Rows from a pointing dataset
■ ■ ■
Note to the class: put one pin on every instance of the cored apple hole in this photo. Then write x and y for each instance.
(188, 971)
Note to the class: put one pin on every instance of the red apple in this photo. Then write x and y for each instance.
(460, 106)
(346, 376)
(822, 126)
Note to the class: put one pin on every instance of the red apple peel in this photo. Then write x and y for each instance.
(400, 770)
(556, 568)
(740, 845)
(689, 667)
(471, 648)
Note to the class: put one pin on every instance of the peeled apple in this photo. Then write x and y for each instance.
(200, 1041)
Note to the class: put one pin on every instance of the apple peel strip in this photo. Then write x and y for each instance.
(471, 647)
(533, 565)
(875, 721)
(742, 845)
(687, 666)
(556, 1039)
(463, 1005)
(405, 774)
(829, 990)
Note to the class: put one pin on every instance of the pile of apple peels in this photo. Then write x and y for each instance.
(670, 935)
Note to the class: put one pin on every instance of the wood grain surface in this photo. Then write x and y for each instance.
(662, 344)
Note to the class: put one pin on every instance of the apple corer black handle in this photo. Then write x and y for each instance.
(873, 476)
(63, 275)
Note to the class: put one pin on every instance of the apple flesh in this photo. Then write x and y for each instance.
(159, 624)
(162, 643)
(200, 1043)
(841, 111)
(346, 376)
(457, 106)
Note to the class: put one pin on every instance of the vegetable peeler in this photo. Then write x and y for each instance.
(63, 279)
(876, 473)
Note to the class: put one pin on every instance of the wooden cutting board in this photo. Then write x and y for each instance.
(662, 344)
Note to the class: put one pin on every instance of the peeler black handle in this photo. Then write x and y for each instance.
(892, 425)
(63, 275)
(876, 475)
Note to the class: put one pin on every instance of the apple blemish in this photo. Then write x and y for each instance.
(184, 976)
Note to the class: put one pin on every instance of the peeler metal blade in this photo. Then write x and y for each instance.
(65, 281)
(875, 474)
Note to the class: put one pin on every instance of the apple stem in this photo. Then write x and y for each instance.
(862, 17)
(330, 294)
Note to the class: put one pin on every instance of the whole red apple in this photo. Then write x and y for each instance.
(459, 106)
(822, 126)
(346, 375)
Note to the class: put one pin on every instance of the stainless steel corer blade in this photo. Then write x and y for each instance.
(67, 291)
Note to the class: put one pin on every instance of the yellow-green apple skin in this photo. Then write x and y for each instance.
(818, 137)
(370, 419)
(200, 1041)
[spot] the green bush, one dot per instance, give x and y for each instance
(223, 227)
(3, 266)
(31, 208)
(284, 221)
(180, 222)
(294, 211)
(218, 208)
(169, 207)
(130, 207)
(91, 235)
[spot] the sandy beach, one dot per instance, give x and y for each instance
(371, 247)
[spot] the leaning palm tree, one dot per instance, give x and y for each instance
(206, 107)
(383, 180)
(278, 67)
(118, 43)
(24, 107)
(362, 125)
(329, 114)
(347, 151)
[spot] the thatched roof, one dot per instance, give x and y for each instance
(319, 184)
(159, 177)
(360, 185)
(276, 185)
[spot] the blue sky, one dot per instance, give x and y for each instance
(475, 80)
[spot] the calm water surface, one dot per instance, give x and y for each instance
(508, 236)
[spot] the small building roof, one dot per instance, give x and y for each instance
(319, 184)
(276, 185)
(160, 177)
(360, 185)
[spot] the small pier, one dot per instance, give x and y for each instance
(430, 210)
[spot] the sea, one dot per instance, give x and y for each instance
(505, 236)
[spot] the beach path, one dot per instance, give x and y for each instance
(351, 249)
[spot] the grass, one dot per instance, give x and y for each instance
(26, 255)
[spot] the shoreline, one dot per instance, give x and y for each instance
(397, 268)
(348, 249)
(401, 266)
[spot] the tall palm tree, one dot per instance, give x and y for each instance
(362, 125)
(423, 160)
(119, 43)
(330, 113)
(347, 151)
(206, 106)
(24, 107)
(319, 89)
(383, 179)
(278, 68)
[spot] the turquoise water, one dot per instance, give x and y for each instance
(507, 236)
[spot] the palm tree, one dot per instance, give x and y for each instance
■ ■ ■
• WORK TO COMPLETE
Copy out every line of the records above without any changes.

• ANSWER TO THE PROBLEM
Note to the class: put one pin on every instance of the cored apple hole in this photo. Then write x and y for each instance.
(188, 971)
Note to the class: put one pin on every instance of the red apple in this photo. Then write x and y for each instance.
(460, 106)
(346, 376)
(822, 126)
Note to the class: put one pin on every instance of the red apple peel in this photo. Then write x and y for each instance.
(400, 770)
(556, 568)
(740, 845)
(689, 667)
(471, 648)
Note to the class: put one pin on every instance of the peeled apple in this photo. Then write x and y for each instance.
(200, 1041)
Note to the class: put one pin on every instance of the apple peel strip in this photo. Then write x and y for each instance.
(471, 647)
(533, 565)
(875, 721)
(742, 845)
(687, 666)
(556, 1039)
(463, 1005)
(405, 774)
(829, 990)
Note to the class: put one pin on every instance of the pile of apple peels in this photo. Then write x and y for each instance.
(670, 935)
Note to the class: put one pin on every instance of the wood grain surface in this photo. Then write x and y for each instance.
(662, 344)
Note to the class: put one pin on every instance of the apple corer black handle in this photo. Then write x and y for each instance.
(873, 476)
(63, 275)
Note to the class: put one pin on every instance of the apple flesh in this photo. Then write x and y for each instance.
(159, 624)
(162, 643)
(200, 1043)
(841, 111)
(346, 376)
(457, 106)
Note to the class: put one pin on every instance of the vegetable peeler in this photo. Then write x and y for each instance.
(63, 279)
(876, 473)
Note to the class: put one pin on every instance of the wooden cutting board in this photo. Then write x and y for each instance.
(662, 344)
Note to the class: put one pin on every instance of the peeler black handle in this photo. Then write x and y for each instance.
(892, 425)
(63, 275)
(876, 475)
Note to the class: put one pin on every instance of the apple blemish in this photo. Then write x and y for each instance.
(184, 976)
Note to the class: put one pin on every instance of the peeler metal blade in this photo. Then write x and y for each instance.
(65, 281)
(875, 474)
Note to the class: put one pin on every instance of the apple stem in this photo. Then write x and y for each instance.
(862, 17)
(330, 294)
Note to the class: put one pin on every instance of the whole red apple in this photo. Then write x and y for each instance.
(459, 106)
(822, 126)
(346, 375)
Note to the class: put one pin on every instance of the stainless steel corer blade in this photo. Then write x and y for each instance.
(67, 291)
Note to the class: put one pin on every instance of the yellow-green apple skin in this photo. Then write x and y for each instance.
(818, 137)
(370, 419)
(200, 1041)
[spot] the green bush, one dot per instance, give x and y for each instance
(223, 227)
(3, 266)
(31, 208)
(284, 221)
(180, 222)
(294, 211)
(218, 208)
(169, 207)
(130, 207)
(91, 235)
[spot] the sandy beach, one dot per instance, give x and y for each instance
(371, 247)
[spot] the leaning palm tree, one dot per instance, give x and y for each instance
(206, 107)
(383, 180)
(278, 67)
(118, 43)
(24, 107)
(362, 125)
(329, 114)
(347, 151)
[spot] the thatched roof, one dot per instance, give x and y for each instance
(319, 184)
(159, 177)
(360, 185)
(276, 185)
[spot] the blue sky, one dot per instance, give x and y for each instance
(475, 80)
[spot] the calm water surface, one dot per instance, give x and y for each instance
(508, 236)
[spot] the small building roof, one dot per instance, give x and y for each instance
(319, 184)
(276, 185)
(160, 177)
(360, 185)
[spot] the small pier, one dot per instance, give x and y for each instance
(430, 210)
[spot] the sea, one dot per instance, give x and y for each instance
(505, 236)
[spot] the beach path, one dot per instance, give x and y for each instance
(351, 249)
[spot] the grass, one dot per instance, give x and y for each instance
(26, 255)
[spot] the shoreline, one dot per instance, give x and y for each instance
(397, 268)
(348, 249)
(401, 266)
[spot] the tall palm tree, one dot per instance, give x and y for each instance
(362, 125)
(423, 160)
(119, 43)
(330, 113)
(347, 151)
(206, 106)
(24, 107)
(319, 89)
(383, 179)
(278, 68)
[spot] the turquoise water, one dot per instance, give x and y for each instance
(507, 236)
[spot] the palm tree, one dot per instance, give x and y for each instance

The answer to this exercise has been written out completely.